** TASK INSTRUCTIONS **
Give the entries below as a two-column CSV with the header text,answer. Begin at the line that contains "Can you find the wispy" and stop after the line that contains "point(429, 94)", with one row per entry. Put each entry's text and its answer in one quoted field each, turning line breaks into spaces.

** RAW DATA **
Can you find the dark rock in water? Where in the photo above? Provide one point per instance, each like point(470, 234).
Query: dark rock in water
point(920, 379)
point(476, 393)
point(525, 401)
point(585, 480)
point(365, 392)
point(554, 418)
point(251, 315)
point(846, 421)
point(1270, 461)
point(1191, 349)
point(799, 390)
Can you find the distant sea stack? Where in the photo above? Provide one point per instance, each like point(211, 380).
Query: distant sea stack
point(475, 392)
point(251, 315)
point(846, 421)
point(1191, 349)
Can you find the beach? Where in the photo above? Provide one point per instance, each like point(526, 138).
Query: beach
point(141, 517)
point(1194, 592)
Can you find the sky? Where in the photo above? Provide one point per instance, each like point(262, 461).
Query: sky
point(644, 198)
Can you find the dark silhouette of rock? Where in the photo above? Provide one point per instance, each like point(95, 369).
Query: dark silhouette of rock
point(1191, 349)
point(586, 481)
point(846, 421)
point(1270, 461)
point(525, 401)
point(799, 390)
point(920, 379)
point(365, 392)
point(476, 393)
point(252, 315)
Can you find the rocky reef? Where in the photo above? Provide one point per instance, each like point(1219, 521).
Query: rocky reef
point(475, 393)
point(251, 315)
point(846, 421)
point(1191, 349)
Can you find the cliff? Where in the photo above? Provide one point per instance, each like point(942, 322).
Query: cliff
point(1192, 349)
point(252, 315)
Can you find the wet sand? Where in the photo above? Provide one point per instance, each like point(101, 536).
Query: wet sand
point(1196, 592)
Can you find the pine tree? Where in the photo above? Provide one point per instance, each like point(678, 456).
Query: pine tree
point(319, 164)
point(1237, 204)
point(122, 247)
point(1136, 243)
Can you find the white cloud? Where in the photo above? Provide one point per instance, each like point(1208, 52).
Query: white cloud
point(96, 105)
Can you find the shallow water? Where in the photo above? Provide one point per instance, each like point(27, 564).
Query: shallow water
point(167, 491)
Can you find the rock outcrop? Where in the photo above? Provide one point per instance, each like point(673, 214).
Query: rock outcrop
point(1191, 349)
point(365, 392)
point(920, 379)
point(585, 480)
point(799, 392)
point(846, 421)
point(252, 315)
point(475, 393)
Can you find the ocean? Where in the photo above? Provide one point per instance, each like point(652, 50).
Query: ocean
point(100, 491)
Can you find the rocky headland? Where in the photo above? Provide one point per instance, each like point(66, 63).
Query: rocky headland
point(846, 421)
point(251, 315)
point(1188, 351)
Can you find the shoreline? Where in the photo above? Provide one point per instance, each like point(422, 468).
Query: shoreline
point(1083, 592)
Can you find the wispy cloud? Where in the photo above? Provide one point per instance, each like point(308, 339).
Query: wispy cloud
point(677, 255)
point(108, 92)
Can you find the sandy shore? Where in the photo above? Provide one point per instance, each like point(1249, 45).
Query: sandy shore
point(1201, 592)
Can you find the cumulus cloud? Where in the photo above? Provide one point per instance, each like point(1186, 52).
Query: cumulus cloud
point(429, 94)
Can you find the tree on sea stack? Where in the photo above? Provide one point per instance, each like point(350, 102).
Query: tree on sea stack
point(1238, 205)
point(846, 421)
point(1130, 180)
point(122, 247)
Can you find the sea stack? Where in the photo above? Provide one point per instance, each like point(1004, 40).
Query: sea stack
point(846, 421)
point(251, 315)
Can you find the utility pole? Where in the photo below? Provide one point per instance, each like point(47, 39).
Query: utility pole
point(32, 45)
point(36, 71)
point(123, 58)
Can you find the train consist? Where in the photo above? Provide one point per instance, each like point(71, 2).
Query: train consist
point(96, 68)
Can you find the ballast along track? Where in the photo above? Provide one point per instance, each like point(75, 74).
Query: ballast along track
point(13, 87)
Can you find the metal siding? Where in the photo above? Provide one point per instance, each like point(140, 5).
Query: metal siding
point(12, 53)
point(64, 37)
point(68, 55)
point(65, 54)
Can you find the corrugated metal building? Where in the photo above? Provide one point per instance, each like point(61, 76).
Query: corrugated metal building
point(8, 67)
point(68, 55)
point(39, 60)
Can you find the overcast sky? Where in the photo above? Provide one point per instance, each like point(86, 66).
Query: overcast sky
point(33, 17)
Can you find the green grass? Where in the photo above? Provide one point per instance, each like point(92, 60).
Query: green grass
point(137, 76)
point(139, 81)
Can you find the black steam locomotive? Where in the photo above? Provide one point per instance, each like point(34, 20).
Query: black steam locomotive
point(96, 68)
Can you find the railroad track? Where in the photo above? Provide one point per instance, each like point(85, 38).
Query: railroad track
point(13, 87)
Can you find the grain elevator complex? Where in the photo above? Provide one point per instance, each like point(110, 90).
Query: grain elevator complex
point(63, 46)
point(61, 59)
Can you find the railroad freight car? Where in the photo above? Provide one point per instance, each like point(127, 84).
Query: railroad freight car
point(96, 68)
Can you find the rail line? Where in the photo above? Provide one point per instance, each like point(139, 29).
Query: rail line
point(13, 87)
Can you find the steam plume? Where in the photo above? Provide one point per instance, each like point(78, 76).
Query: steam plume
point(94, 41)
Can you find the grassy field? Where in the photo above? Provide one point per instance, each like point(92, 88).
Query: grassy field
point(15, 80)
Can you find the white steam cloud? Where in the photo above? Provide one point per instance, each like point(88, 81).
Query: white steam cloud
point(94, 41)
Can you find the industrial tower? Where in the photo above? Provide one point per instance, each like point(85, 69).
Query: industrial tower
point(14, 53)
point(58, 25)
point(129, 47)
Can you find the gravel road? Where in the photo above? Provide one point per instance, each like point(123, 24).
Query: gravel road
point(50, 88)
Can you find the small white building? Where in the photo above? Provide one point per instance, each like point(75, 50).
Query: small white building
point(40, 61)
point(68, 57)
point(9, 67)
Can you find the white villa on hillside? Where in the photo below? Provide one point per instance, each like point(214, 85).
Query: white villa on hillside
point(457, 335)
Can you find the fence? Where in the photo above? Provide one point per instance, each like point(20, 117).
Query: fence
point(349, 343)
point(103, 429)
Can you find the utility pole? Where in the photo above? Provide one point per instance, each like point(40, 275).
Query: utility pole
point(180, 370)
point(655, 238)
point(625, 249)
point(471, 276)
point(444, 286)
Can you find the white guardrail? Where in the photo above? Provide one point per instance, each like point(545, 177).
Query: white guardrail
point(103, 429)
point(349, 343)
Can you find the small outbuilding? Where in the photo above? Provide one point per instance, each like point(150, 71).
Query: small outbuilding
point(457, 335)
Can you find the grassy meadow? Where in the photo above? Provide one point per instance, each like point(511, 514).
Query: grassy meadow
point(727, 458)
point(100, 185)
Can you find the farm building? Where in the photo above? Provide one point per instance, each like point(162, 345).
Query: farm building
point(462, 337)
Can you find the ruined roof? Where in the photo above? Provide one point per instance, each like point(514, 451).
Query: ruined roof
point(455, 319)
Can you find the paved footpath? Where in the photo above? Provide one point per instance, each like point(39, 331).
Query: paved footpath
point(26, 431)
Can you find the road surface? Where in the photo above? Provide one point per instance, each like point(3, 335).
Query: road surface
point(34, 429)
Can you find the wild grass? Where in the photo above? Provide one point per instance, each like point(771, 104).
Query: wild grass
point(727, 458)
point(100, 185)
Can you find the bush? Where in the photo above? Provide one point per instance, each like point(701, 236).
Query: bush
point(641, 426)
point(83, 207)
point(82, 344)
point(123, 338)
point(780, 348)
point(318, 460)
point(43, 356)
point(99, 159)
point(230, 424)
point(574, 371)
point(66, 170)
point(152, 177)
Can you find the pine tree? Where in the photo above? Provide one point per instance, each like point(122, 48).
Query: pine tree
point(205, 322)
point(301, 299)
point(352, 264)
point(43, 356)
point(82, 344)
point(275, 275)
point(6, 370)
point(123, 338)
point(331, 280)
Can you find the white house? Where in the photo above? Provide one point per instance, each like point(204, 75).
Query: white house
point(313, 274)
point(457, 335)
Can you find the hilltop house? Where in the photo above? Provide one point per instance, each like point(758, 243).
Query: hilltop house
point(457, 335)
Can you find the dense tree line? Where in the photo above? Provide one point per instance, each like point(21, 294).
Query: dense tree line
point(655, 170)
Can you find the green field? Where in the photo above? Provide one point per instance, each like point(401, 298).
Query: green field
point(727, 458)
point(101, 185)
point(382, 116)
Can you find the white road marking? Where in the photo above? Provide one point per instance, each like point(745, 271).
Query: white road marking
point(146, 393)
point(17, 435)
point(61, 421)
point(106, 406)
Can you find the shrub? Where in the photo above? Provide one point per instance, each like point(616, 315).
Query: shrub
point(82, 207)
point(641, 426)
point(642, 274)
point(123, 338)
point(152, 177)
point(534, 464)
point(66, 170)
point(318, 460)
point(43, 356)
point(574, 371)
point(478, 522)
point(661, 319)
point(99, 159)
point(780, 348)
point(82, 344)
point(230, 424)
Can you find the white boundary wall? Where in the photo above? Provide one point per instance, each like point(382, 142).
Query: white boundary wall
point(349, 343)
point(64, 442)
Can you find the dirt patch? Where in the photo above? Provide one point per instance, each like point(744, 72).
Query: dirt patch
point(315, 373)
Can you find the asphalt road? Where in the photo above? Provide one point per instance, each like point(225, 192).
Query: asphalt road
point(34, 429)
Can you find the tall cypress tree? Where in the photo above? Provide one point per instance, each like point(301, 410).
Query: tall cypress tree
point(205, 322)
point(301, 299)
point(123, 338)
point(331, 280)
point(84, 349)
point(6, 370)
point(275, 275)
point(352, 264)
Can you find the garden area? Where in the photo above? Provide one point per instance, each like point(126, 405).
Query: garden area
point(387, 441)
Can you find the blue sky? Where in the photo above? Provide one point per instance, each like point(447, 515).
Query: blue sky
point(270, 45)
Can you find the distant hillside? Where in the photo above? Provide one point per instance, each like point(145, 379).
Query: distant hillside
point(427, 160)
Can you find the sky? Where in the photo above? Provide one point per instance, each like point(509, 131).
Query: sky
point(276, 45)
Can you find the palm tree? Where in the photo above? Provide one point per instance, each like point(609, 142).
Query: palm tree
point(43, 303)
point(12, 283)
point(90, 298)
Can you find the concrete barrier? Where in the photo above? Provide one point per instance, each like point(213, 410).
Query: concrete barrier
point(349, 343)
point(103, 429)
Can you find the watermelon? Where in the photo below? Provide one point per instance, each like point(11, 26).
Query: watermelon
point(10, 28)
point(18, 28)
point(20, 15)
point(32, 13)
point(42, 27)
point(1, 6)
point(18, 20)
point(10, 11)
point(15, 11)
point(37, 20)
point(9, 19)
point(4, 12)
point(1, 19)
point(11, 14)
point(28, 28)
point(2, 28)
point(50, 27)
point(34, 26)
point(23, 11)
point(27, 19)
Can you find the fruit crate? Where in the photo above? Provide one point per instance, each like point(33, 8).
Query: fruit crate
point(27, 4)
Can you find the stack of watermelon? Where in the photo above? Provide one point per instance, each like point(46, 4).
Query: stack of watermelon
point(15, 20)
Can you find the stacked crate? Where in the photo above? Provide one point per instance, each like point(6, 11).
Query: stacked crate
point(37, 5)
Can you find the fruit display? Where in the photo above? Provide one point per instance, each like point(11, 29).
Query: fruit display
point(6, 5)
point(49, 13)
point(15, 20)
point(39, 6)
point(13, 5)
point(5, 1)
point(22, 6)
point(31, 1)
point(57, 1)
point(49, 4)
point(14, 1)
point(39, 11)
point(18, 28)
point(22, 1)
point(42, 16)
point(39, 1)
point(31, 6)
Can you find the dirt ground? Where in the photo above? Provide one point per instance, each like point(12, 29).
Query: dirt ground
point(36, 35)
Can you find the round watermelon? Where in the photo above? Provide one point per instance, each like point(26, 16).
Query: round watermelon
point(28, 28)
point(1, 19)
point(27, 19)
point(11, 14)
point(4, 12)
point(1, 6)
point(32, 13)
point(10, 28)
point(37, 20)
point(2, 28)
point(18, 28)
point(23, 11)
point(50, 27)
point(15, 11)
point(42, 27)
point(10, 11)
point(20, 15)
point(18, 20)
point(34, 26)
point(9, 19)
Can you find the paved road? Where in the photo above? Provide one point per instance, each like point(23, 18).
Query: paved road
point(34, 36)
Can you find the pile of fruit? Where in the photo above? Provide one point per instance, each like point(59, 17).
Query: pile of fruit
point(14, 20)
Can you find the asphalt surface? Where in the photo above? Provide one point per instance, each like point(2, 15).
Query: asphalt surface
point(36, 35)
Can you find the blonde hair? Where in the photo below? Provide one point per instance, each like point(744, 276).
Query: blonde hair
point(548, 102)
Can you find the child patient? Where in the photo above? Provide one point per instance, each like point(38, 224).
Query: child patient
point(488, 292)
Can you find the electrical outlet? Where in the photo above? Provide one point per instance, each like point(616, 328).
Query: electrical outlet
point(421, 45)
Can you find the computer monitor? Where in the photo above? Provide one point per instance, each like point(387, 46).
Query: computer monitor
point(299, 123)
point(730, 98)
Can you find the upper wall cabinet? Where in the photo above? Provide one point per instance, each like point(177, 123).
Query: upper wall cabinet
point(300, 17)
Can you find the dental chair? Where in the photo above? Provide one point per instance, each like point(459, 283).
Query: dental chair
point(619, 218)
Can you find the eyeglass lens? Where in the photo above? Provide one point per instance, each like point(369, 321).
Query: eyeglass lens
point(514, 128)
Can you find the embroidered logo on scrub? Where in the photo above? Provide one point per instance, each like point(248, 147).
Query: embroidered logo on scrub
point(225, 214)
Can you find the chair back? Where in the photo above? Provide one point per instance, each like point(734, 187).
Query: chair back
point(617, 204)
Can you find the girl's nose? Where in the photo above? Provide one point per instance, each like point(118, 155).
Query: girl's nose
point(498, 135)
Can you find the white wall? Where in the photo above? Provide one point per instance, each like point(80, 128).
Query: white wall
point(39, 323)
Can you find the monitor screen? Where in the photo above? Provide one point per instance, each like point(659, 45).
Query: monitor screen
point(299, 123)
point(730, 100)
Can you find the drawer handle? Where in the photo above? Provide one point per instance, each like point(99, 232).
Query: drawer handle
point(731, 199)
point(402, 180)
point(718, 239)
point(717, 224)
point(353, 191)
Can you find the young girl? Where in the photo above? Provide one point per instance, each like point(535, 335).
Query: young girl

** RESULT BELOW **
text,answer
"Can you find the wispy cloud? Where in the photo above? Provide one point per instance, each like point(308, 339). Query: wispy cloud","point(677, 255) point(108, 92)"
"Can you find the sandy shore? Where in the photo above? Provide one point per instance, each like point(1249, 45). Query: sandy shore","point(1201, 592)"
"Can you find the cumulus cloud? Where in the photo above? Provide one point per instance, each like point(1186, 52). Query: cumulus cloud","point(429, 94)"